Required task: Convert every line of the material below into a JSON list of strings, one string per line, omitting blank lines and leaving out the pictures.

·····

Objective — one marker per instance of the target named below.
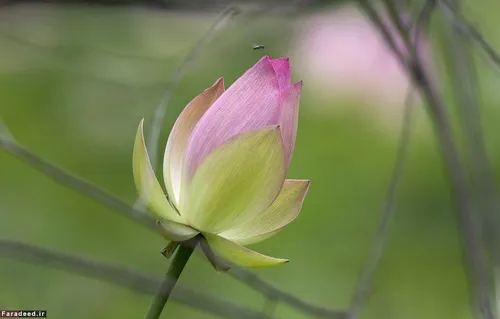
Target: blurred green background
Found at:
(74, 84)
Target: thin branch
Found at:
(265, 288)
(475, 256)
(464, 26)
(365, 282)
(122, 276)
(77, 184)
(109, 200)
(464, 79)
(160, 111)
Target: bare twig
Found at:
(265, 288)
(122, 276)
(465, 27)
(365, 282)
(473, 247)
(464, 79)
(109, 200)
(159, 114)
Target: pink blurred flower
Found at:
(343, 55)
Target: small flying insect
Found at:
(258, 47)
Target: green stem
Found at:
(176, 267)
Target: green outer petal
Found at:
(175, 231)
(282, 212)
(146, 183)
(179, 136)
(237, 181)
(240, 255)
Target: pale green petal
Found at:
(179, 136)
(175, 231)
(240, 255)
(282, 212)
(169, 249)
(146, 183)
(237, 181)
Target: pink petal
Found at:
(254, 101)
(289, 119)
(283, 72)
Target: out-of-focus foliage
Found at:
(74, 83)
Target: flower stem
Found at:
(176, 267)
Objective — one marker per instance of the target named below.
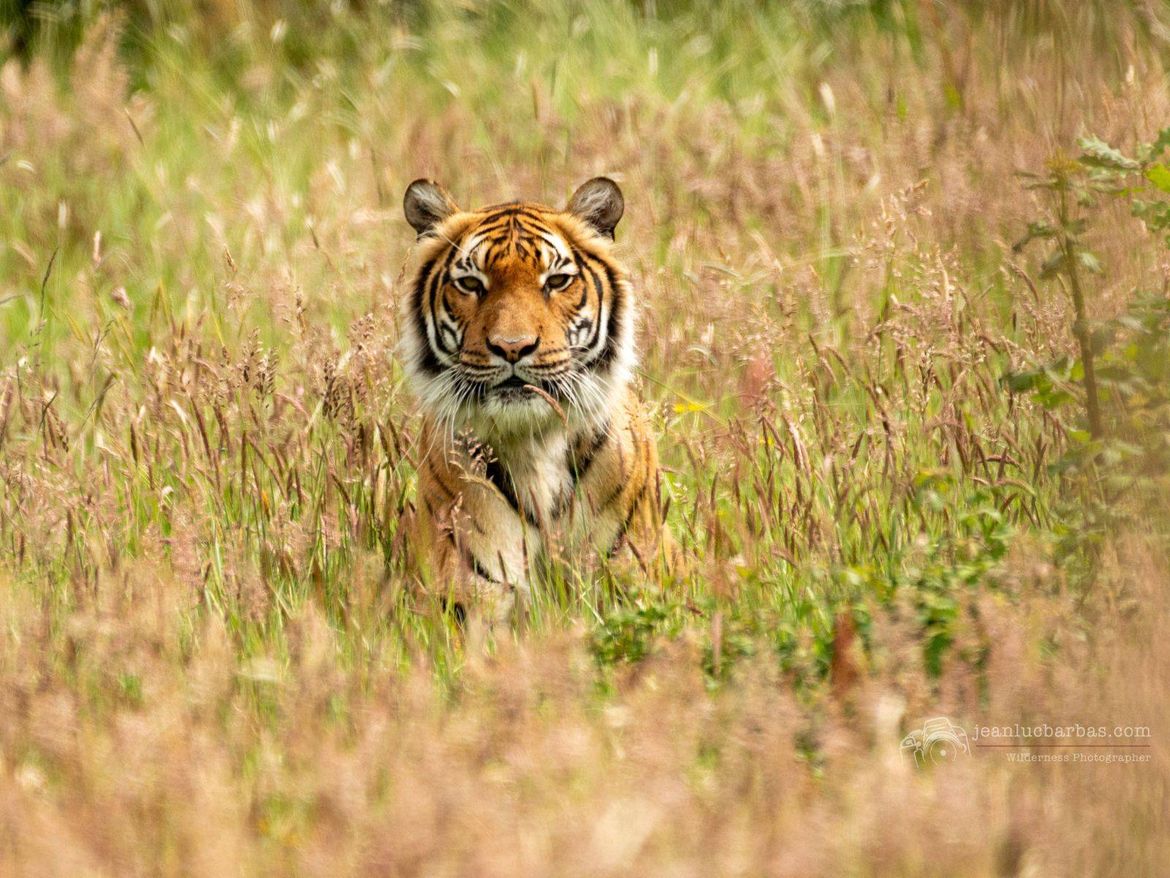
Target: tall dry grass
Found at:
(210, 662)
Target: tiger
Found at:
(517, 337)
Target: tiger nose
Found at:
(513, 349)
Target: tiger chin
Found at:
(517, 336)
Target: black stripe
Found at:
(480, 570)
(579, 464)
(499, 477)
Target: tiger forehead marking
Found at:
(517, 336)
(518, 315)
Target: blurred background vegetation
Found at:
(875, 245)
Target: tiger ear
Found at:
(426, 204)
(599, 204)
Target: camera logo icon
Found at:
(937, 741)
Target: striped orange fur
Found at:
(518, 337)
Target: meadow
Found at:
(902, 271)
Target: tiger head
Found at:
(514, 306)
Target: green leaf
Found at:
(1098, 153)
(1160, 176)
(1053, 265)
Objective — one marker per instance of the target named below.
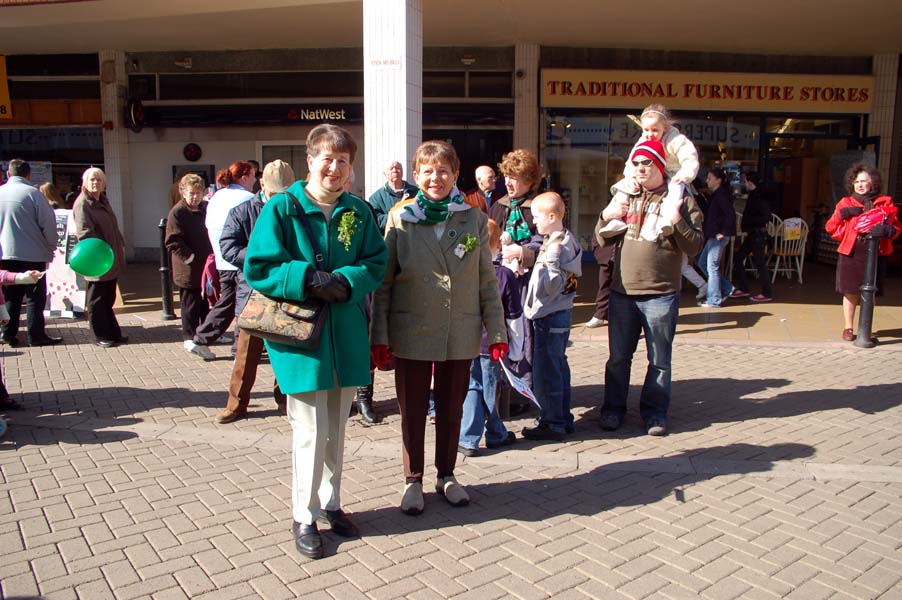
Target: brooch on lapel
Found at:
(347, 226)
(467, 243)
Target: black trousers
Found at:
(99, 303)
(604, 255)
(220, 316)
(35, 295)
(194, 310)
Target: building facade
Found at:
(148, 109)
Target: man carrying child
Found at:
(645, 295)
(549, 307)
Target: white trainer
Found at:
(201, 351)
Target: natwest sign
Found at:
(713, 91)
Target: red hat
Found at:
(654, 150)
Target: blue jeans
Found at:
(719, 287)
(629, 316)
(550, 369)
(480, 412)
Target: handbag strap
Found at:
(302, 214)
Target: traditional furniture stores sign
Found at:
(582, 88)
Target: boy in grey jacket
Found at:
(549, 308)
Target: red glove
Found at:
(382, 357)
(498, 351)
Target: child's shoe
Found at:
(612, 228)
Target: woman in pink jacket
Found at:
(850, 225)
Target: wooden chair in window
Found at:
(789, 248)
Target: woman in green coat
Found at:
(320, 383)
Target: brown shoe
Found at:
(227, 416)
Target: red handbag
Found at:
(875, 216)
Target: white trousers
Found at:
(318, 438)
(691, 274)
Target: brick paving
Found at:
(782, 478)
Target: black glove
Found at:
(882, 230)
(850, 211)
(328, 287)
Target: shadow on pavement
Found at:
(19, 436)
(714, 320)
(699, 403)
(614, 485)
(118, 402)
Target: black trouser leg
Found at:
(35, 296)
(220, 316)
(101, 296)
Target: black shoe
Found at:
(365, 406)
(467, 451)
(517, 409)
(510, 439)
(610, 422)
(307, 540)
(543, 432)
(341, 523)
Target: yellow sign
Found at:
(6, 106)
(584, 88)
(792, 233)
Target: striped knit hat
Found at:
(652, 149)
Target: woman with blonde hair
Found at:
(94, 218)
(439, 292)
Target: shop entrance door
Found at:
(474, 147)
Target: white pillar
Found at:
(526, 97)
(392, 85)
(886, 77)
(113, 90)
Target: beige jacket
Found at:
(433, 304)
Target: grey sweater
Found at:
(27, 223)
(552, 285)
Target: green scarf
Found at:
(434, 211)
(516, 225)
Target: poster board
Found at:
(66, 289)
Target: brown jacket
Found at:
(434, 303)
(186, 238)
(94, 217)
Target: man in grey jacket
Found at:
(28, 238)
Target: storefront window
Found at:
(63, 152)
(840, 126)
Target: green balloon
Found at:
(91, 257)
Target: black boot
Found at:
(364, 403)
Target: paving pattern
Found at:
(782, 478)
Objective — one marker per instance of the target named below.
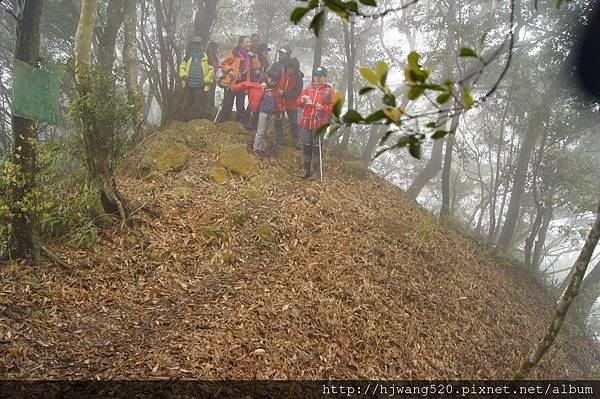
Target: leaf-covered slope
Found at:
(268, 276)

·····

Finished exercise:
[
  "Objective — one marker per instance of the target named below.",
  "Target: blurred green background",
  "Found at:",
  "(74, 84)",
  "Target: thin branch",
  "Found at:",
  "(265, 288)",
  "(475, 256)",
  "(464, 26)",
  "(365, 282)",
  "(122, 276)",
  "(77, 184)",
  "(109, 200)",
  "(464, 79)",
  "(160, 111)",
  "Target: bare twig",
  "Found at:",
  "(265, 288)",
  "(122, 276)",
  "(465, 27)",
  "(365, 282)",
  "(473, 247)",
  "(464, 79)",
  "(109, 200)",
  "(159, 114)",
  "Target: pink blurred flower",
  "Found at:",
  "(343, 55)",
  "Target: small flying insect",
  "Found at:",
  "(258, 47)",
  "Target: green stem",
  "Found at:",
  "(176, 267)",
  "Target: green outer petal",
  "Found at:",
  "(175, 231)",
  "(282, 212)",
  "(146, 183)",
  "(179, 136)",
  "(237, 181)",
  "(240, 255)",
  "Target: pale green petal",
  "Found at:",
  "(179, 136)",
  "(175, 231)",
  "(240, 255)",
  "(282, 212)",
  "(169, 249)",
  "(146, 183)",
  "(237, 181)",
  "Target: pink petal",
  "Found at:",
  "(254, 101)",
  "(289, 119)",
  "(283, 72)",
  "Target: out-of-focus foliage",
  "Found at:",
  "(74, 83)",
  "Target: flower stem",
  "Found at:",
  "(176, 267)",
  "Objective — one marker per instance of the target named below.",
  "Target: tall dry grass",
  "Found at:",
  "(210, 662)",
  "Target: tiger",
  "Found at:",
  "(517, 337)",
  "Target: tiger nose",
  "Found at:",
  "(513, 349)",
  "Target: tiger chin",
  "Found at:",
  "(517, 336)",
  "Target: black stripe",
  "Found at:",
  "(480, 570)",
  "(579, 464)",
  "(499, 477)",
  "Target: tiger forehead marking",
  "Found at:",
  "(517, 336)",
  "(518, 315)",
  "Target: blurred background vegetation",
  "Found at:",
  "(875, 245)",
  "Target: tiger ear",
  "Found at:",
  "(426, 204)",
  "(599, 204)",
  "Target: camera logo icon",
  "Found at:",
  "(937, 741)",
  "Target: striped orange fur",
  "Found at:",
  "(518, 337)",
  "Target: meadow",
  "Found at:",
  "(902, 271)",
  "Target: tiger head",
  "Found at:",
  "(514, 306)",
  "Target: green leaf",
  "Found at:",
  "(1098, 153)",
  "(1160, 176)",
  "(1053, 265)",
  "Objective — one marker per instance of the target named below.",
  "Target: brooch on lapel",
  "Found at:",
  "(347, 226)",
  "(467, 243)",
  "Target: black trousers",
  "Found at:",
  "(99, 303)",
  "(604, 255)",
  "(220, 316)",
  "(35, 295)",
  "(194, 310)",
  "Target: building facade",
  "Found at:",
  "(148, 109)",
  "Target: man carrying child",
  "Found at:",
  "(645, 295)",
  "(549, 307)",
  "Target: white trainer",
  "Found at:",
  "(201, 351)",
  "Target: natwest sign",
  "Found at:",
  "(713, 91)",
  "Target: red hat",
  "Found at:",
  "(654, 150)",
  "Target: blue jeans",
  "Found at:",
  "(719, 287)",
  "(629, 316)",
  "(550, 369)",
  "(480, 412)",
  "Target: handbag strap",
  "Found at:",
  "(302, 214)",
  "Target: traditional furniture stores sign",
  "Found at:",
  "(582, 88)",
  "Target: boy in grey jacket",
  "Found at:",
  "(549, 308)",
  "Target: red glove",
  "Found at:",
  "(382, 357)",
  "(498, 351)",
  "Target: child's shoe",
  "Found at:",
  "(612, 228)",
  "Target: woman in pink jacket",
  "Found at:",
  "(850, 225)",
  "Target: wooden chair in window",
  "Found at:",
  "(789, 248)",
  "Target: woman in green coat",
  "Found at:",
  "(320, 383)",
  "Target: brown shoe",
  "Found at:",
  "(227, 416)",
  "Target: red handbag",
  "Found at:",
  "(875, 216)",
  "Target: white trousers",
  "Found at:",
  "(318, 438)",
  "(691, 274)",
  "Target: brick paving",
  "Found at:",
  "(782, 478)",
  "Target: black glove",
  "Found at:",
  "(882, 230)",
  "(850, 211)",
  "(328, 287)",
  "Target: shadow on pavement",
  "Found at:",
  "(19, 436)",
  "(714, 320)",
  "(699, 403)",
  "(614, 485)",
  "(118, 402)",
  "Target: black trouser leg",
  "Found at:",
  "(35, 296)",
  "(220, 316)",
  "(101, 296)",
  "Target: black shoe",
  "Found at:",
  "(365, 406)",
  "(467, 451)",
  "(517, 409)",
  "(510, 439)",
  "(610, 422)",
  "(307, 540)",
  "(543, 432)",
  "(341, 523)",
  "Target: yellow sign",
  "Found at:",
  "(6, 106)",
  "(584, 88)",
  "(792, 233)",
  "Target: striped knit hat",
  "Found at:",
  "(652, 149)",
  "Target: woman with blonde hair",
  "Found at:",
  "(94, 218)",
  "(439, 292)",
  "Target: shop entrance door",
  "Found at:",
  "(474, 147)",
  "Target: white pillar",
  "Found at:",
  "(526, 97)",
  "(392, 85)",
  "(886, 77)",
  "(113, 90)",
  "Target: beige jacket",
  "Found at:",
  "(433, 304)",
  "Target: grey sweater",
  "Found at:",
  "(27, 223)",
  "(552, 285)",
  "Target: green scarf",
  "Found at:",
  "(434, 211)",
  "(516, 225)",
  "Target: poster board",
  "Found at:",
  "(66, 289)",
  "Target: brown jacket",
  "Found at:",
  "(434, 303)",
  "(186, 238)",
  "(94, 217)",
  "Target: man in grey jacket",
  "Found at:",
  "(28, 238)",
  "Target: storefront window",
  "Found at:",
  "(63, 152)",
  "(840, 126)",
  "Target: green balloon",
  "Found at:",
  "(91, 257)",
  "Target: black boot",
  "Found at:",
  "(364, 403)",
  "Target: paving pattern",
  "Found at:",
  "(782, 478)",
  "Objective — one marker per instance of the target named below.",
  "Target: leaf-covered slope",
  "Found at:",
  "(268, 276)"
]